• TÂCHES À RÉALISER
A. Répondez à ces questions sur le texte consacré au Synode diocésain de Port-Louis :
(i) Quelle première priorité le Synode demandait-il de prendre ?
(ii) À la même conclusion que quoi le Synode est-il arrivé ?
(iii) Quelles autres orientations ont occupé beaucoup de temps après le Synode ?
B. Extrayez du texte sur le Synode diocésain de Port-Louis le passage allant de « J’avoue qu’après le » jusqu'à « d’exercer la mission. » inclus.
C. Rédigez la suite du texte sur le Synode diocésain de Port-Louis, à partir de sa dernière phrase.

• TEXTE À LIRE
§ §

Au même moment dans le diocèse de Port-Louis s’ouvrait le Synode Diocésain, lequel est arrivé à la même conclusion que le Directoire qui venait de Rome : le Synode nous demandait de prendre comme première priorité l’annonce de Jésus Christ comme sauveur à travers un renouveau de la catéchèse des enfants, des adolescents et des adultes.
J’avoue qu’après le Synode nous n’avons pas pris cette 1ère priorité au sérieux. Nous avons consacré beaucoup de temps à mettre en pratique d’autres orientations comme l’option préférentielle pour les pauvres, la participation des laïcs dans l’animation des paroisses, la coordination de la formation etc. Ce n’est pas que nous n’avons rien fait pour annoncer Jésus Christ mais nous n’avons pas réfléchi explicitement aux moyens à prendre pour que cette annonce et cette transmission de la foi retrouve sa place centrale dans notre manière d’exercer la mission.

§ §

• DONNÉES FOURNIES
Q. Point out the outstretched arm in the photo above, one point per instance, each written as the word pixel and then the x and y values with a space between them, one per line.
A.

§ §

• RÉPONSES ATTENDUES
A.
(i) L'annonce de Jésus Christ comme sauveur à travers un renouveau de la catéchèse des enfants, des adolescents et des adultes.
(ii) Le Directoire qui venait de Rome.
(iii) L'option préférentielle pour les pauvres, la participation des laïcs dans l'animation des paroisses et la coordination de la formation.

B.
J’avoue qu’après le Synode nous n’avons pas pris cette 1ère priorité au sérieux. Nous avons consacré beaucoup de temps à mettre en pratique d’autres orientations comme l’option préférentielle pour les pauvres, la participation des laïcs dans l’animation des paroisses, la coordination de la formation etc. Ce n’est pas que nous n’avons rien fait pour annoncer Jésus Christ mais nous n’avons pas réfléchi explicitement aux moyens à prendre pour que cette annonce et cette transmission de la foi retrouve sa place centrale dans notre manière d’exercer la mission.

C.
Cependant, après le Synode il y a eu plusieurs initiatives qui ont été prises par plusieurs personnes de différentes instances pour proposer aux adultes une annonce plus directe de Jésus Christ en lien avec leur vie concrète. Ces différentes propositions ont touché beaucoup de personnes qui se sont senties transformées. Et ainsi se manifestait une grande soif de découvrir ce qui fait le cœur de notre foi – la personne de Jésus et la Bonne Nouvelle qu’il propose. Je tiens à dire ici ma grande reconnaissance pour toutes ces personnes qui se sont lancées dans une annonce directe de Jésus comme sauveur et pour tous ceux et celles, qui une fois touchées, sont devenues d’ardents promoteurs de ce type d’évangélisation.
En même temps à Rome le Pape Benoît XVI convoquait un Synode sur la Nouvelle Evangélisation i.e sur la nécessité de ne pas prendre la foi pour acquise chez beaucoup de baptisés et de repenser une annonce de Jésus Christ qui s’adresse à ceux et celles qui étaient restés longtemps éloignés, et qui baignaient dans une culture séculaire.
Cette 2ème coïncidence nous a beaucoup interpellés parce que nous nous rendions compte que notre Eglise, nos paroisses, nos écoles, nos mouvements ne vivaient plus comme autrefois dans un contexte porteur où l’on était encouragé par son entourage à embrasser la foi et à la mettre en pratique. De plus en plus, pour être croyant et pratiquant, cela relevait davantage d’une décision personnelle et de moins en moins d’une tradition. D’où la nécessité de repenser notre manière d’annoncer l’Evangile et de transmettre la foi dans ce contexte de sécularisation.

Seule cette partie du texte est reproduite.